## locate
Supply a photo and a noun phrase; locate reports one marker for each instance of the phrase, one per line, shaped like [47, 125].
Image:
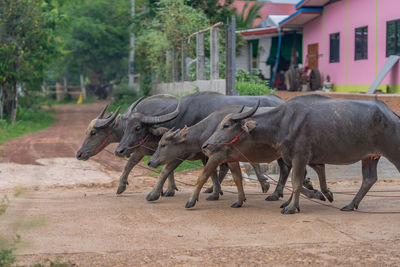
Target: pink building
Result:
[350, 40]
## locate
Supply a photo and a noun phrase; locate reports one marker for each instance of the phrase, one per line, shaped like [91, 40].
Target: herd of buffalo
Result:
[222, 131]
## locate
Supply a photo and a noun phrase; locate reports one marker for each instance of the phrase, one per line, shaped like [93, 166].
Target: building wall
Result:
[344, 16]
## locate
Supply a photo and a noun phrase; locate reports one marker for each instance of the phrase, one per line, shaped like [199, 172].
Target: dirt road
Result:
[68, 210]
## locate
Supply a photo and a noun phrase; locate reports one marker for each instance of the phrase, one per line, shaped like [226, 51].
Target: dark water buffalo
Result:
[103, 131]
[315, 129]
[188, 141]
[192, 109]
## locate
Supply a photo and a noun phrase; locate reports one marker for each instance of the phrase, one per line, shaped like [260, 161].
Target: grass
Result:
[186, 165]
[29, 121]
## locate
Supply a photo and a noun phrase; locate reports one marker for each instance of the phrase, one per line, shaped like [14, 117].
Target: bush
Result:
[244, 76]
[248, 88]
[124, 95]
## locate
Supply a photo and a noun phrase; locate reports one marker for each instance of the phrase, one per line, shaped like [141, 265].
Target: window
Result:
[361, 43]
[393, 37]
[334, 42]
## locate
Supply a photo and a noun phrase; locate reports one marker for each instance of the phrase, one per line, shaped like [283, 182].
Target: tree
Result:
[97, 42]
[27, 45]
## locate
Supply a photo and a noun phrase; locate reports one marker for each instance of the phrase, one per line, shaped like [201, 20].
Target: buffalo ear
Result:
[159, 131]
[248, 126]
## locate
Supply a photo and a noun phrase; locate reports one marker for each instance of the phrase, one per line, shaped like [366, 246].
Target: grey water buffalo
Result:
[193, 108]
[103, 131]
[183, 143]
[315, 129]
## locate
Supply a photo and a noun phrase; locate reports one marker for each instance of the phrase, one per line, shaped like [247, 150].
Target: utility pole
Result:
[131, 81]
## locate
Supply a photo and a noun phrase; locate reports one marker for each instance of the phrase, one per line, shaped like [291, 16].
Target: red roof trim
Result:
[259, 32]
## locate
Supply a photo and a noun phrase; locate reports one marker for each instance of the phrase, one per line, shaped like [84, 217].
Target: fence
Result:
[181, 85]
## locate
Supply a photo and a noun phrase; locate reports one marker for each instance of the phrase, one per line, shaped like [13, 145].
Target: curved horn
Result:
[162, 118]
[100, 116]
[104, 122]
[242, 116]
[133, 106]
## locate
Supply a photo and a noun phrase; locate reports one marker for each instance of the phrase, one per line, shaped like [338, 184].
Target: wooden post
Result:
[168, 66]
[83, 89]
[183, 62]
[65, 87]
[230, 48]
[58, 92]
[200, 56]
[214, 55]
[1, 101]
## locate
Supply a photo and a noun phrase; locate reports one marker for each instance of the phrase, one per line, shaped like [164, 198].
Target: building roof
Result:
[301, 17]
[267, 9]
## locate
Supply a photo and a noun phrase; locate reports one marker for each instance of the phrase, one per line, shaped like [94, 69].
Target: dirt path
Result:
[69, 210]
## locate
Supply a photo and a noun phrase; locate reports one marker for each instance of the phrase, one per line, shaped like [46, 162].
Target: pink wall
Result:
[361, 13]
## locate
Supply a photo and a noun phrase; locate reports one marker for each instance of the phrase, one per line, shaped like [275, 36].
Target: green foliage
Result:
[247, 88]
[30, 121]
[28, 44]
[186, 165]
[96, 42]
[160, 28]
[244, 76]
[251, 83]
[124, 96]
[245, 19]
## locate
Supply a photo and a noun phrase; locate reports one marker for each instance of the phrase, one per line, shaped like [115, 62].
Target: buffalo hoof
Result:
[208, 190]
[328, 195]
[152, 196]
[308, 184]
[190, 204]
[319, 195]
[121, 189]
[349, 207]
[274, 197]
[290, 210]
[213, 197]
[265, 186]
[236, 205]
[168, 193]
[284, 205]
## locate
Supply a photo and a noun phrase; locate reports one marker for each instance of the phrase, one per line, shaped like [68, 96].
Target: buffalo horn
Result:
[133, 106]
[104, 122]
[162, 118]
[245, 115]
[100, 116]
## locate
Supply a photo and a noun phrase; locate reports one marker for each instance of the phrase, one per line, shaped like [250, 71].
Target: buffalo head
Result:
[139, 127]
[230, 129]
[99, 134]
[171, 146]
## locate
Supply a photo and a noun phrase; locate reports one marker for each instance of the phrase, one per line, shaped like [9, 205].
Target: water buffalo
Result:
[104, 131]
[182, 143]
[315, 129]
[193, 108]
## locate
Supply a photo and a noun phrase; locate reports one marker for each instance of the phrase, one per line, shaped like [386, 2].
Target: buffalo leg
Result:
[201, 180]
[261, 177]
[238, 178]
[223, 170]
[320, 170]
[299, 170]
[370, 176]
[170, 192]
[166, 171]
[283, 175]
[134, 159]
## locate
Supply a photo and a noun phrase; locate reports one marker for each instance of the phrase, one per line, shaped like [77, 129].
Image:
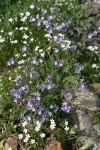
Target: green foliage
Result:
[41, 70]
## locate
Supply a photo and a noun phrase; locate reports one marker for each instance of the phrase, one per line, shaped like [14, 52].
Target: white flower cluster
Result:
[53, 124]
[2, 39]
[92, 48]
[66, 126]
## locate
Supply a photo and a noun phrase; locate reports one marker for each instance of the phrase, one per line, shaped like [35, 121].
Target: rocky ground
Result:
[86, 103]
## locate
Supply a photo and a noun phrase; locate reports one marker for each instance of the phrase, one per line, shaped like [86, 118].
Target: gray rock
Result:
[86, 143]
[85, 124]
[86, 100]
[97, 128]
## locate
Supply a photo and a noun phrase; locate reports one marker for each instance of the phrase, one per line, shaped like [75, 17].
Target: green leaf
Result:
[1, 144]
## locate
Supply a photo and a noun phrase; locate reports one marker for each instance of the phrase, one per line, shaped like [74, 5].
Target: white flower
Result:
[24, 123]
[32, 6]
[32, 141]
[20, 136]
[27, 13]
[42, 135]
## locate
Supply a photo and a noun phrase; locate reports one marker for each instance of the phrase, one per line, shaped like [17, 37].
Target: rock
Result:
[86, 143]
[86, 100]
[91, 8]
[85, 124]
[11, 143]
[53, 144]
[97, 129]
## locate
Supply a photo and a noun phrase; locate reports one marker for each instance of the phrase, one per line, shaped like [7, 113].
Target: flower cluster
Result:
[42, 69]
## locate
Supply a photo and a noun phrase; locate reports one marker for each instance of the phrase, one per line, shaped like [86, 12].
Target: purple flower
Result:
[29, 104]
[90, 35]
[58, 63]
[56, 50]
[73, 47]
[37, 96]
[65, 107]
[83, 84]
[50, 30]
[14, 93]
[32, 19]
[78, 68]
[34, 74]
[24, 48]
[67, 95]
[34, 61]
[16, 100]
[50, 85]
[56, 38]
[11, 62]
[40, 111]
[18, 78]
[43, 86]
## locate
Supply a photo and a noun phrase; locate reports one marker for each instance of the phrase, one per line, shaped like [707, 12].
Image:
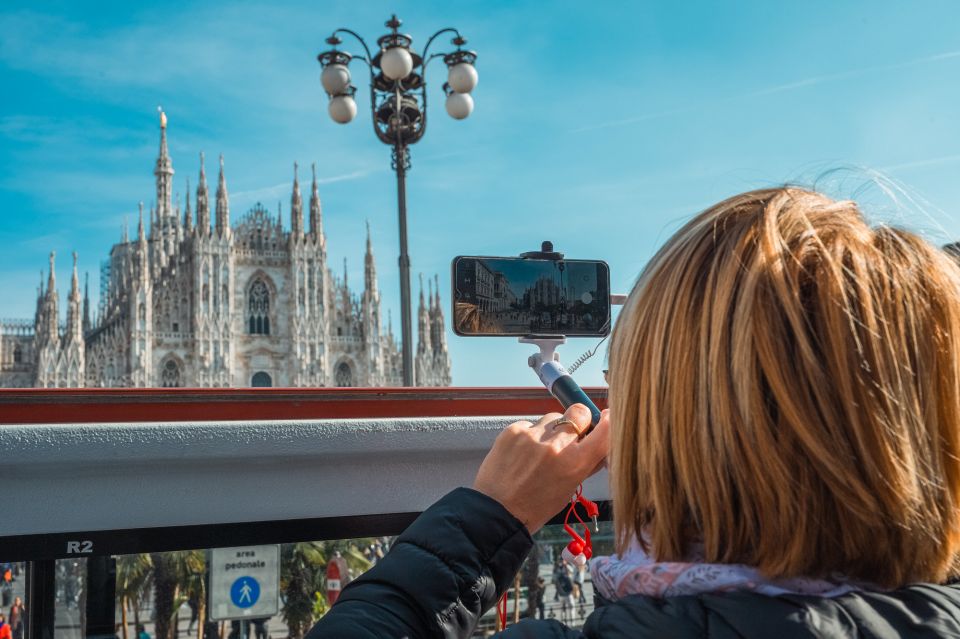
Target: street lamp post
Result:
[398, 103]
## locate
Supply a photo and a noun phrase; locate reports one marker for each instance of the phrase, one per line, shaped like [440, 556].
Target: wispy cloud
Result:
[283, 189]
[918, 164]
[777, 88]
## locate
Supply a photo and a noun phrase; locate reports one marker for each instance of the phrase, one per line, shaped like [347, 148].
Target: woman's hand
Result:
[534, 469]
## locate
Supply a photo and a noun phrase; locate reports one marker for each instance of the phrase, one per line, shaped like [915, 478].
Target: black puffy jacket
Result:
[451, 564]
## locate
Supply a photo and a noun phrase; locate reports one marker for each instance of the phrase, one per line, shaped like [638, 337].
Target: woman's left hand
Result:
[533, 469]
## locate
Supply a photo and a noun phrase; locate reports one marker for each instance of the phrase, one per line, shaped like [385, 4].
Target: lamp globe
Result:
[335, 78]
[459, 105]
[343, 108]
[462, 77]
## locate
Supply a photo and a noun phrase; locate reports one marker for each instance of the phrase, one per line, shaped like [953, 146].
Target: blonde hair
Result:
[785, 389]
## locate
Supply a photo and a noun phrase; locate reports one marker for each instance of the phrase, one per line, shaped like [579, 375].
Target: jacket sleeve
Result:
[441, 575]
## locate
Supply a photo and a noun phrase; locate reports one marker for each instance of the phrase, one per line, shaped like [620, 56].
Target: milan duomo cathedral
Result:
[191, 303]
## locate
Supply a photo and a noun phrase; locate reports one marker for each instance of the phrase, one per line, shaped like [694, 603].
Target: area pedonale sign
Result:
[244, 582]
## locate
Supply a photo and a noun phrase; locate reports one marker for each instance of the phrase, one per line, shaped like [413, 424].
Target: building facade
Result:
[194, 301]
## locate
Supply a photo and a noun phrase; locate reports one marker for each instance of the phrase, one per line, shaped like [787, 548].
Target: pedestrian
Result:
[260, 627]
[194, 603]
[17, 612]
[538, 597]
[565, 592]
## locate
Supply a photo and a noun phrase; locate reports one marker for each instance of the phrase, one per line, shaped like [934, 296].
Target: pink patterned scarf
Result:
[637, 573]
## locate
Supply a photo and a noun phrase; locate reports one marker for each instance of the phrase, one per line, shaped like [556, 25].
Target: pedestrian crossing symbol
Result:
[244, 582]
[244, 592]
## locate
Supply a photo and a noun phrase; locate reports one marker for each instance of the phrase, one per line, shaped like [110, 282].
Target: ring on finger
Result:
[569, 422]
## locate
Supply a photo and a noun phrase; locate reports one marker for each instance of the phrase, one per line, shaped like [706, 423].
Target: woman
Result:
[784, 449]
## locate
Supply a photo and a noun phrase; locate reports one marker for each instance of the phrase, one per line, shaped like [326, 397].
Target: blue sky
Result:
[601, 126]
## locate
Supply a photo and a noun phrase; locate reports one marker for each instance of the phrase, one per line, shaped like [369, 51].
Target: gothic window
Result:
[344, 376]
[258, 316]
[170, 374]
[261, 380]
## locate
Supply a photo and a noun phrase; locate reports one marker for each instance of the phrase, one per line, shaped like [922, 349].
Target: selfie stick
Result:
[546, 363]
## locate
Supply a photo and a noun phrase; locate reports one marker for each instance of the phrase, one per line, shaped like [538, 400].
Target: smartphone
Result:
[515, 296]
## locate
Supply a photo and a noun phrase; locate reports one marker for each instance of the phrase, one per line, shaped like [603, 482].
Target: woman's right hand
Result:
[533, 469]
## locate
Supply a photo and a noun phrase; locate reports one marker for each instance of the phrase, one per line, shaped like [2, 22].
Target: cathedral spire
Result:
[370, 273]
[74, 318]
[47, 327]
[187, 216]
[223, 204]
[296, 207]
[141, 253]
[164, 174]
[316, 219]
[86, 302]
[52, 279]
[203, 202]
[141, 235]
[423, 326]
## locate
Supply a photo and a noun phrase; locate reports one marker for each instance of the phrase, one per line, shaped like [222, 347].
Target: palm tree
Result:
[303, 579]
[302, 567]
[190, 567]
[134, 573]
[164, 593]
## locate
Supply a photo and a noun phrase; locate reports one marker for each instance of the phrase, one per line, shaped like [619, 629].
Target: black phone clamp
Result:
[546, 363]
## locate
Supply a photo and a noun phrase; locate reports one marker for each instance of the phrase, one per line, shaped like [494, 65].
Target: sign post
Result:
[244, 582]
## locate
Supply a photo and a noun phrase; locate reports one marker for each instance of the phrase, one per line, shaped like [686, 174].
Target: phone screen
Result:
[517, 296]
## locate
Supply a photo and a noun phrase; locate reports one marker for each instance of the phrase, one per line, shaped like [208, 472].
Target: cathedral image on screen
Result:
[193, 301]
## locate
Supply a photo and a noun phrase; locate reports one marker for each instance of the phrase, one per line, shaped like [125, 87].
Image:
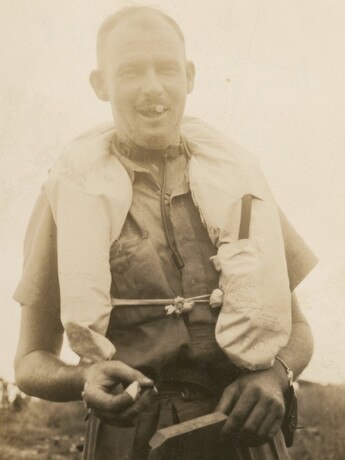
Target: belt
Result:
[184, 390]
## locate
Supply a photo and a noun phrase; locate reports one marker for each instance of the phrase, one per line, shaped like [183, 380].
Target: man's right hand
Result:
[107, 398]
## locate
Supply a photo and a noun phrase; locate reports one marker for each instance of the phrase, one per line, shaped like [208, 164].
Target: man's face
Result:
[146, 79]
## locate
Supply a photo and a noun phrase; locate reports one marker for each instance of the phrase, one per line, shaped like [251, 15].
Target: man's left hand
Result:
[255, 404]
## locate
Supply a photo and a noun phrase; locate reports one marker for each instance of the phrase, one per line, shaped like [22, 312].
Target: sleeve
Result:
[300, 258]
[39, 285]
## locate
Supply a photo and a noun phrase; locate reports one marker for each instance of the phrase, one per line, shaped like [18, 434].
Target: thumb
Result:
[118, 370]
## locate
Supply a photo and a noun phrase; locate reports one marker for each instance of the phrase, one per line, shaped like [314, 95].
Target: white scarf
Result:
[90, 194]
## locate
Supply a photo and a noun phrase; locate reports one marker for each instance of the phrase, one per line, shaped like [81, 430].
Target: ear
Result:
[97, 83]
[190, 76]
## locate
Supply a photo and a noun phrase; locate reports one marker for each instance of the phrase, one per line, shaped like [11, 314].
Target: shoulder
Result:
[300, 259]
[87, 165]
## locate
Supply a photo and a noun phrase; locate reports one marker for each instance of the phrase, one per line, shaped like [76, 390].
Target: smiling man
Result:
[159, 249]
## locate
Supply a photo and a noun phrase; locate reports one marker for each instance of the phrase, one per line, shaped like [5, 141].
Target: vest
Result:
[90, 195]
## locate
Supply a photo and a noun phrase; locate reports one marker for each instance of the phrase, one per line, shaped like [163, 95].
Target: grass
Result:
[52, 431]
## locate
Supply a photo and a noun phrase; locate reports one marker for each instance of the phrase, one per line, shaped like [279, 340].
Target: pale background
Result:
[271, 75]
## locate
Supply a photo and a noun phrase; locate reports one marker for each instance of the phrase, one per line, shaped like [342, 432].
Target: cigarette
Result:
[133, 390]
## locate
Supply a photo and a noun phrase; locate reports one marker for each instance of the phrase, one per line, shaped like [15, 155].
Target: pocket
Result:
[136, 270]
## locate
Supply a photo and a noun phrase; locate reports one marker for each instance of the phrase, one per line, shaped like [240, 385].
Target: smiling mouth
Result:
[154, 112]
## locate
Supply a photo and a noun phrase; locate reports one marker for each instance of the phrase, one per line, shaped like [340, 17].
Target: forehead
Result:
[143, 35]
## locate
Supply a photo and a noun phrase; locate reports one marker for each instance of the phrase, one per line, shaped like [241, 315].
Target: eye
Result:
[130, 72]
[168, 68]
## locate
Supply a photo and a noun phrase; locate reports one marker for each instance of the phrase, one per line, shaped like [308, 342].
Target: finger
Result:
[138, 406]
[95, 397]
[268, 424]
[251, 426]
[115, 419]
[239, 414]
[118, 370]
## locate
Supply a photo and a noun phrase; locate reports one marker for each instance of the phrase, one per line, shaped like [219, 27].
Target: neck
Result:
[135, 152]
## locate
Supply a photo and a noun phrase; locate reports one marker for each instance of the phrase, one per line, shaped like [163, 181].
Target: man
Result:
[163, 250]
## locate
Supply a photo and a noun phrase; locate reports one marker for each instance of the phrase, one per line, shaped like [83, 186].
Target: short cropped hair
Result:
[112, 21]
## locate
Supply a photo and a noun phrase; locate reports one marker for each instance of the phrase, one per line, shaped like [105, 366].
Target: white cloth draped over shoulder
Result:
[90, 195]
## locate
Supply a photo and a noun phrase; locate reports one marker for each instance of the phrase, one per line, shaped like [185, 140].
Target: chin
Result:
[158, 141]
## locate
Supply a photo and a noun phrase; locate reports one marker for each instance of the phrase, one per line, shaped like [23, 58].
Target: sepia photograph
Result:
[172, 224]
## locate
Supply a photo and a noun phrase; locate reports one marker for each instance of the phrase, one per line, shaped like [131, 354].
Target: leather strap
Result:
[245, 217]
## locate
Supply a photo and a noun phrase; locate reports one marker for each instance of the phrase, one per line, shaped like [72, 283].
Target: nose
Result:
[151, 84]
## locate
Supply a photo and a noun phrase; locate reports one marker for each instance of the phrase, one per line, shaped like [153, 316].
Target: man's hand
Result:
[255, 404]
[104, 394]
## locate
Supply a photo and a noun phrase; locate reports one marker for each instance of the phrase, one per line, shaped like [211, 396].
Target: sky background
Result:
[270, 74]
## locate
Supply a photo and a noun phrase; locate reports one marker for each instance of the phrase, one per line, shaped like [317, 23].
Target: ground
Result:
[51, 431]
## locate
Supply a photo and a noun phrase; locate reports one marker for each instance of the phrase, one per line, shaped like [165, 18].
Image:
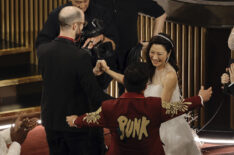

+++

- [Short exercise]: Return each line of the entries above that contains the string "white". Treat uppercase and lowercase letters as different.

- [Output below]:
Target: white flower cluster
Target: white flower
Target: white scarf
Target: white cloth draped over shoulder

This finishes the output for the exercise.